## start Text passage

Master's Funding: My Experience and Tipsby Amy
Other than making sure your Master's application is as strong as possible, ensuring you have the funding you need is the next important stage. Read below the experience of one of our postgraduate students, Amy, and her top tips for applying for funding.
When I decided to apply for a Master’s in Media and Journalism, I knew I needed to sort out my funding and student finance sooner rather than later. For me, the finance aspect of a Master’s was a huge factor in whether I pursued postgraduate study or not as, like everybody else, I had just spent three years at university and already had a student loan.
What should I do first?
The first thing I did was look at the course I was going to apply to, as the Media and Journalism MA course page breaks down the course fees.
However, I needed a little more information before I filed my application. So, during the Newcastle University Postgraduate Open Day, I attended a talk on funding. The open day was so informative, and gave me the opportunity to ask questions and get a clear picture of how Master's funding works, and what my next steps needed to be.
Once I had done all my research, I applied for my Master’s and sent in my application. It was when I received my unconditional offer that I then moved on to organise my finances, and applied for my Postgraduate Master’s Loan.
In my opinion, applying for a Postgraduate Master’s Loan is a lot easier compared to undergraduate study. Everyone is entitled to the same amount for postgraduate study - you can get up to £11,570 - and the amount you receive doesn’t rely on your parents’ income.
After the process of applying for my loan, I had to wait to hear whether I was eligible. Your eligibility for Master's funding depends on:
- Your course
- Your age
- Your nationality
- If you’ve had a Master’s loan previously
Luckily, the wait wasn’t long, and I heard back from Student Finance England quite quickly. They informed me I was eligible for the maximum Postgraduate Master’s Loan.
So, I accepted and made note of all the instalments I was going to receive so I knew when the loan was going to be in my student account, and I could budget around it.
What is the difference between undergraduate and postgraduate loans?
Other than the amount you receive, the main difference between undergraduate and postgraduate funding is that, as a Master’s student, you're expected to pay your tuition fees straight to the university from your bank account.
This means you will need to set up a direct debit with Newcastle University to arrange the payments and ensure they align with when you receive your loan. This is all arranged with the University, which means you have plenty of control over how you would like to pay your tuition and I personally found the process easy and stress-free.
Check out Newcastle's funding database for all funding opportunities - it's updated weekly, so it's important to keep checking it!

## end Text passage

> [Do this] Rewrite the Master's funding text from "However, I needed" to "your parents’ income.", using "presentation" in place of "talk".

## start Stored data

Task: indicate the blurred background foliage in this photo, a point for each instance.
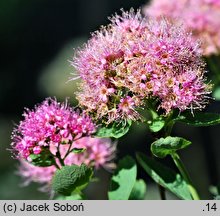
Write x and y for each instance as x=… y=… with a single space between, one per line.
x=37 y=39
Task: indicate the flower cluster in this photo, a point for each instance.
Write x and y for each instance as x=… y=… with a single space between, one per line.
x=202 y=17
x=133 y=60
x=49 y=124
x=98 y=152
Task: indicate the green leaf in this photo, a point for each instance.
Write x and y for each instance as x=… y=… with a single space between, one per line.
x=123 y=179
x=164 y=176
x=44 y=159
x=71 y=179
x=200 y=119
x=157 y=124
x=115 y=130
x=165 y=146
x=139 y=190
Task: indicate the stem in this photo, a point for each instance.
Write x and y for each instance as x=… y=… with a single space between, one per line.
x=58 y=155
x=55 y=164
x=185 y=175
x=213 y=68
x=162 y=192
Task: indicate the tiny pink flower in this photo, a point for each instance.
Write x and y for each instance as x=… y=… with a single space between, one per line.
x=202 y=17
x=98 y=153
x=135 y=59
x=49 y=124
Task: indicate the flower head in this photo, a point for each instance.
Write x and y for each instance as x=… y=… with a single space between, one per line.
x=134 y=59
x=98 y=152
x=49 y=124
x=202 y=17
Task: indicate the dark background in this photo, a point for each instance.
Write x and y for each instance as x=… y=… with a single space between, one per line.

## end Stored data
## start Stored data

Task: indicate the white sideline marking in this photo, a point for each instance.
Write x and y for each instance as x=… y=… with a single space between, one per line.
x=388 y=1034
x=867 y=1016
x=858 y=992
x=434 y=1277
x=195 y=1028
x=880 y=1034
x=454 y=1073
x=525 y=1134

## end Stored data

> [Finished exercise]
However, I needed a little more information before I filed my application. So, during the Newcastle University Postgraduate Open Day, I attended a presentation on funding. The open day was so informative, and gave me the opportunity to ask questions and get a clear picture of how Master's funding works, and what my next steps needed to be.
Once I had done all my research, I applied for my Master’s and sent in my application. It was when I received my unconditional offer that I then moved on to organise my finances, and applied for my Postgraduate Master’s Loan.
In my opinion, applying for a Postgraduate Master’s Loan is a lot easier compared to undergraduate study. Everyone is entitled to the same amount for postgraduate study - you can get up to £11,570 - and the amount you receive doesn’t rely on your parents’ income.